- _Directions_:
Transcribe the entries below exactly.

- _Supplied material_:

------------

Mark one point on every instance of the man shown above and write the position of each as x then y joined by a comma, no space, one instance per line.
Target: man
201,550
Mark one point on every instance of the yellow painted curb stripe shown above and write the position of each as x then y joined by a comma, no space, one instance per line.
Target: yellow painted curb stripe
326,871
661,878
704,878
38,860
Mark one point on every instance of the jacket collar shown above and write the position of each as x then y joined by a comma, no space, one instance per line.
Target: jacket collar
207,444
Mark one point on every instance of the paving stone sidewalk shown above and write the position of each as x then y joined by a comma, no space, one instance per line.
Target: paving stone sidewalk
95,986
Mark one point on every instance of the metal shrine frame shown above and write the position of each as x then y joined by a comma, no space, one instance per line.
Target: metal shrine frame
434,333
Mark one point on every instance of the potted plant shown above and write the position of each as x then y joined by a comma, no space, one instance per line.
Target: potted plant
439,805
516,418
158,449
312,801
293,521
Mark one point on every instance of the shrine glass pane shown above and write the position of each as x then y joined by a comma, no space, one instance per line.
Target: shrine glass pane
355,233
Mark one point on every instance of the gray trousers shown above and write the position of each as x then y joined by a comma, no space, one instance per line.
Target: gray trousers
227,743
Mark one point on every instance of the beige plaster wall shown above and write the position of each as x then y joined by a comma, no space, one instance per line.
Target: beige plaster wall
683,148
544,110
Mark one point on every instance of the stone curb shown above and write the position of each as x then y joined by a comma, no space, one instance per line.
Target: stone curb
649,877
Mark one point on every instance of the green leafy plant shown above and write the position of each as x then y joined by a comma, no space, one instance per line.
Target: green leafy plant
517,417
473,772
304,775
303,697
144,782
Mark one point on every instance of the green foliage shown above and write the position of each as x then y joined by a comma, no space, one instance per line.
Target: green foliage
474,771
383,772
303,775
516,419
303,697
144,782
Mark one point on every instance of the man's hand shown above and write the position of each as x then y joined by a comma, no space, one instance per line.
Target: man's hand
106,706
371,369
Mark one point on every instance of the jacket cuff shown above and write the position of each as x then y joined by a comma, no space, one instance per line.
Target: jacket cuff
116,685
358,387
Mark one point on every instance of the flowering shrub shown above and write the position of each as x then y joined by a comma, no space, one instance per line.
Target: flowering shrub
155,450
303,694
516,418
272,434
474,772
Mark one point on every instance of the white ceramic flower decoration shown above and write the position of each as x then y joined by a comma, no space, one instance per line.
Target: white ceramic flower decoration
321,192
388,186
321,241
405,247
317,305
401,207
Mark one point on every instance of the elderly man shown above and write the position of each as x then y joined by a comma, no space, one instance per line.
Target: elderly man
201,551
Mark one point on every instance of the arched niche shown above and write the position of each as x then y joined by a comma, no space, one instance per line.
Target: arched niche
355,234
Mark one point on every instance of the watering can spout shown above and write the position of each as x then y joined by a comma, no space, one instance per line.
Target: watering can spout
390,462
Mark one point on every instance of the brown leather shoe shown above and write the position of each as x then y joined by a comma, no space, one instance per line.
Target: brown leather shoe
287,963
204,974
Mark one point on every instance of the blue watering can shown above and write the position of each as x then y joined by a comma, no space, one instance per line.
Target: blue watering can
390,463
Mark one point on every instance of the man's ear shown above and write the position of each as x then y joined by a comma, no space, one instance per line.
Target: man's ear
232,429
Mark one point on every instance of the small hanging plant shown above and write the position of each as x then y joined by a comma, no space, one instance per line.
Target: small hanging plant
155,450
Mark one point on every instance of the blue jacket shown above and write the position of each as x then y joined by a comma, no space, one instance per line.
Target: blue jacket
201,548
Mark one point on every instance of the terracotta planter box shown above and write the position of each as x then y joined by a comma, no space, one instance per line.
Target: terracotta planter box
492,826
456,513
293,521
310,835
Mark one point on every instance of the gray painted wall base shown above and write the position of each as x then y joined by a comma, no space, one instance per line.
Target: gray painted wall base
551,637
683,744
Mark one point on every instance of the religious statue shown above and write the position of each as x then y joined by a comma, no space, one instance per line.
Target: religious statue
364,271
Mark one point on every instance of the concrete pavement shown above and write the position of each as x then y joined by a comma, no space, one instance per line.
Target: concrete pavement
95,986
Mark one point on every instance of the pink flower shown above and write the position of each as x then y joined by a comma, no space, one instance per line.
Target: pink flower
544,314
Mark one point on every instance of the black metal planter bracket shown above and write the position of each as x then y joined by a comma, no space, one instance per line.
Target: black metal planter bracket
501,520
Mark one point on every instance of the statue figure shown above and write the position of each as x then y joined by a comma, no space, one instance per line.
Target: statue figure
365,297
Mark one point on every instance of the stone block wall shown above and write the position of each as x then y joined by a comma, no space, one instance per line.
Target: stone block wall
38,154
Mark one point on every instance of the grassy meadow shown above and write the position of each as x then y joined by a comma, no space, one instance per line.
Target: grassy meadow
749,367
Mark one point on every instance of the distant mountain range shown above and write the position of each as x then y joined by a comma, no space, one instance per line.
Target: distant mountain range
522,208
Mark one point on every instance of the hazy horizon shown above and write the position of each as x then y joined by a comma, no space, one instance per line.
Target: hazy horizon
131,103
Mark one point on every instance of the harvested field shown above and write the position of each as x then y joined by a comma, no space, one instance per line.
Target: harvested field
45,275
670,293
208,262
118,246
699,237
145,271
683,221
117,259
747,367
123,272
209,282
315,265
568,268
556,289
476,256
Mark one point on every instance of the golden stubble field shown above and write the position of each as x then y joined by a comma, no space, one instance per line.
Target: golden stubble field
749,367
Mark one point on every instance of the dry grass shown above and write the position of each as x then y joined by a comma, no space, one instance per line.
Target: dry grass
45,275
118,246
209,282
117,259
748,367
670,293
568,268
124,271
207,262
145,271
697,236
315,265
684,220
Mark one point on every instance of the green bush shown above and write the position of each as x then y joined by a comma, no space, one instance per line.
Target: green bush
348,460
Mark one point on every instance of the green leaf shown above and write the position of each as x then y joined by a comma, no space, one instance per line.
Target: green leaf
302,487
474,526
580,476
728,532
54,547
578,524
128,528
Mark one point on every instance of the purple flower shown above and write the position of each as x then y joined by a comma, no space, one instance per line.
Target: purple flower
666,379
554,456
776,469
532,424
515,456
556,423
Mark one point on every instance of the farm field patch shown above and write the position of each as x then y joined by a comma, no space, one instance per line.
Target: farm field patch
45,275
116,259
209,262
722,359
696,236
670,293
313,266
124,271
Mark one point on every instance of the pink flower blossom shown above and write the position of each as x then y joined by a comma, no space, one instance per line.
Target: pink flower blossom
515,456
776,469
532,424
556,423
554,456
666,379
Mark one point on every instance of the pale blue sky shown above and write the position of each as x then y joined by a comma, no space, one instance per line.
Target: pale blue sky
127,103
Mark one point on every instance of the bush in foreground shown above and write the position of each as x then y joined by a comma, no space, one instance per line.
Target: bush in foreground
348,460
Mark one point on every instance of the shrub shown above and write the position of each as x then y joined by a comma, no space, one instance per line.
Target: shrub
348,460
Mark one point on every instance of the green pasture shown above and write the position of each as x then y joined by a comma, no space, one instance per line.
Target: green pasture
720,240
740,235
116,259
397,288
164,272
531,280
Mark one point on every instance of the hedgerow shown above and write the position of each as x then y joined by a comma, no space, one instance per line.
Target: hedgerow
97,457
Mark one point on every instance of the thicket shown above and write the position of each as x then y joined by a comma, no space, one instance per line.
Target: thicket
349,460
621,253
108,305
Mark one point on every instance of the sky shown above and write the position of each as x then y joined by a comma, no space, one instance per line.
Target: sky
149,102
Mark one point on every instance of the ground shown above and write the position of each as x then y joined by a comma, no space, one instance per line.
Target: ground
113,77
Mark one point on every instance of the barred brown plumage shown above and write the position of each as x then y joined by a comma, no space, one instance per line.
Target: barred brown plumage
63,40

------------

- _Answer to this problem_:
Mark one point on every instance of the man shown above and write the position of each as x then y joined by a comma, no space, one instance per line.
Target: man
201,550
Mark one point on every instance of the yellow painted curb stripe shown above and write the position of each as x then y joined by a comma, no space, one instance per line.
Target: yellow painted curb stripe
326,871
661,878
704,878
38,860
Mark one point on every instance of the jacket collar shown above and write the position of each as x then y joined by a comma, no space, one instance per line.
Target: jacket collar
207,444
Mark one point on every instance of the paving stone sidewalk shown above and write the position of each as x then y joined by a comma, no space, one instance per line.
Target: paving stone sidewalk
95,986
Mark one point on every instance of the metal shrine frame shown above and write the position of each as x then y joined by a comma, no space, one instance per line.
Target: metal shrine frame
434,333
Mark one point on every instance of the potted plant shown above and write the position of each as x then y joined by a comma, no space, one instance per line.
Target: potted plant
439,805
516,418
158,449
312,801
293,521
Mark one point on every instance of the shrine glass pane shown above and write the position of each as x then y joined by a comma, no space, one instance per line.
Target: shrine glass pane
355,233
Mark one point on every instance of the gray trousers shown above and write the position of each as x then y joined by a comma, no space, one instance per line.
Target: gray trousers
227,743
Mark one point on every instance of the beige plaster wall shown above and write the position of each as x then y joined by a comma, no space, one instance per line.
Target: beige plaster wall
683,148
544,110
Mark one point on every instance of the stone curb shown above and write the position of each as x then y joined by a comma, no space, one instance per line.
Target: stone curb
649,877
Mark one point on every instance of the green leafy plant shown above and write the position of each as x then y joined by a comma, no space, one instance per line.
Target: green leafy plant
517,417
473,772
304,775
303,697
144,782
Mark one point on every instance of the green foliage shown above and write the position of each as x then y joined by a comma, no space, one instance per line.
Target: green foliage
474,771
383,772
303,775
516,419
303,697
144,782
Mark one point on every instance of the man's hand shown above and write the position of each as x then y joined by a comma, no space, one instance per line.
Target: man's hand
106,706
371,369
Mark one point on every instance of the jacket cuff shown above and write the position of each as x then y joined by a comma, no space, one instance per line.
Target: jacket cuff
116,685
358,387
Mark one point on every instance of the flowering shrub shown above and write the position of each as x then y joined by a comma, no space, one instance per line.
Target: flowering shrub
155,450
303,694
516,418
272,434
474,772
Mark one point on every instance of the white ceramic flower decoration shown above and write the position of each as x then y joined by a comma, no space, one instance per line.
Target: white ceramic flower decoration
321,192
388,186
321,241
405,247
317,305
401,207
Mark one point on every instance of the elderly man shown above and write the position of each as x then y joined by a comma, no space, one instance per line.
Target: elderly man
201,551
Mark one point on every instance of the arched niche shown above and write the position of each as x then y joined by a comma, no space, one instance per line.
Target: arched niche
355,234
Mark one point on every instance of the watering can spout shown above and write the position of each as x then y joined by a comma, no space, one instance per line.
Target: watering can spout
390,462
Mark one point on every instance of the brown leather shoe shown above and write the position of each as x then y joined by a comma, no space, one instance per line.
Target: brown leather shoe
287,963
204,974
Mark one point on every instance of the blue watering can shown above and write the position of each as x then y joined by a comma, no space, one instance per line.
Target: blue watering can
390,463
Mark one point on every instance of the man's ear shown above and write the position of each as x then y joined by a comma, no space, one instance per line.
Target: man's ear
232,429
Mark one point on every instance of the small hanging plant shown above and write the position of each as x then y joined by a comma, no space, one instance per line.
Target: small hanging plant
155,450
Mark one point on every instance of the blue jacket shown above and write the position of each as x then y joined by a comma, no space, one instance per line.
Target: blue jacket
201,548
Mark one point on every instance of the terracotta planter box shown above and write the position of each as x then y joined by a comma, no space, one instance per line.
Target: terracotta planter box
492,826
456,513
293,521
310,835
Mark one point on every instance of the gray painted wall base shown above and write the position of each as x then y joined by a comma, no space, one instance per line.
Target: gray painted wall base
551,637
683,744
Mark one point on every instance of the religious statue shown above and write the position of each as x then y joined by a comma, no space, one instance per line.
Target: religious statue
364,271
Mark one point on every instance of the concrete pavement shown above and write the position of each as x then y joined by a comma, no space, one instance per line.
Target: concrete pavement
95,986
Mark one point on every instance of the pink flower shown above and write the position of each as x then y joined by a comma, no space, one instance per line.
Target: pink flower
544,314
Mark one point on every instance of the black metal planter bracket shown above and write the position of each as x then y joined by a comma, no space, one instance per line.
Target: black metal planter bracket
501,520
Mark one point on every instance of the statue figure shown above and write the position of each as x then y joined by a comma, no space, one instance per line.
Target: statue figure
365,297
Mark one point on every instance of the stone block wall shown above and write the position of each as x then y joined by a comma, no space, one instance per line.
Target: stone block wall
38,154
Mark one point on every instance of the grassy meadow shown above and write the position of each as x then y joined by a comma, no space, one instance per line.
Target: grassy meadow
749,367
Mark one point on every instance of the distant mountain range shown above and write the position of each as x then y joined by a comma, no space, one instance per line.
Target: distant mountain range
522,208
Mark one point on every instance of the hazy horizon shown above and write the position of each as x then y joined by a comma, no space, one instance per line.
Target: hazy horizon
131,103
Mark one point on every instance of the harvested field shown above and write the position of each as x then y joined by a comma, no space, one instance per line.
Target: harvested field
45,275
670,293
208,262
118,246
699,237
145,271
683,221
117,259
747,367
123,272
209,282
315,265
568,268
556,289
476,256
Mark one point on every instance of the golden stubble field shown above and write the position of each as x then y joined by a comma, no space, one instance per line.
Target: golden stubble field
749,367
Mark one point on every instance of the dry grass shown above and write the position of each as x then y joined by a comma, no space, one instance per line.
Target: dry grass
45,275
118,246
209,282
117,259
748,367
670,293
568,268
124,271
207,262
145,271
697,236
315,265
684,220
Mark one point on every instance of the green bush shown above and write the position of each as x then y joined by a comma, no space, one instance per line.
Target: green bush
348,460
Mark one point on every instance of the green leaf shown above and write the position of each as x then y joined by a comma, no space, one instance per line.
Target: green leaf
302,487
474,526
580,476
728,532
54,547
578,524
128,528
Mark one point on every instance of the purple flower shown above and write the position of each as x then y joined by a comma, no space, one instance per line.
Target: purple flower
666,379
554,456
776,469
532,424
515,456
556,423
Mark one point on every instance of the farm field patch shown above and write the position of each as x then y joined by a comma, no space, one instance per line.
Target: farm field patch
45,275
116,259
209,262
722,359
696,236
670,293
313,266
124,271
Mark one point on every instance of the pink flower blossom shown above and write the position of each as x then y joined by a comma, no space, one instance per line.
Target: pink flower blossom
515,456
776,469
532,424
556,423
554,456
666,379
Mark one point on every instance of the pale blue sky shown above and write the position of each as x then y joined by a comma, no space, one instance per line.
Target: pale blue sky
127,103
Mark one point on every instance of the bush in foreground shown above and write the position of each as x then y joined by a comma, no space, one instance per line.
Target: bush in foreground
348,460
Mark one point on every instance of the shrub shown above and write the position of each as x then y joined by a comma, no space, one instance per line.
Target: shrub
348,460
Mark one point on every instance of the green pasture shown above and write the position of each as x then y joined by a comma, no space, one instance per line.
Target: green pasture
720,240
740,235
116,259
397,288
164,272
531,280
Mark one point on every instance of the hedgerow shown above and write the position of each as x then y joined by a comma, no space, one instance per line.
Target: hedgerow
97,457
Mark one point on every instance of the thicket shown above and write the position of each as x then y joined by a comma, no space, one instance per line.
Target: thicket
349,460
621,253
108,305
Mark one point on every instance of the sky shown above and write the position of each as x then y joined by a comma, no space, one instance per line.
Target: sky
149,102
Mark one point on every instance of the ground shown above and write the position of each as x then y joined by a comma, no space, one instance per line.
Target: ground
113,77
Mark one point on every instance of the barred brown plumage shown above and write the position of each as x then y joined by a comma, no space, one instance per line.
Target: barred brown plumage
63,40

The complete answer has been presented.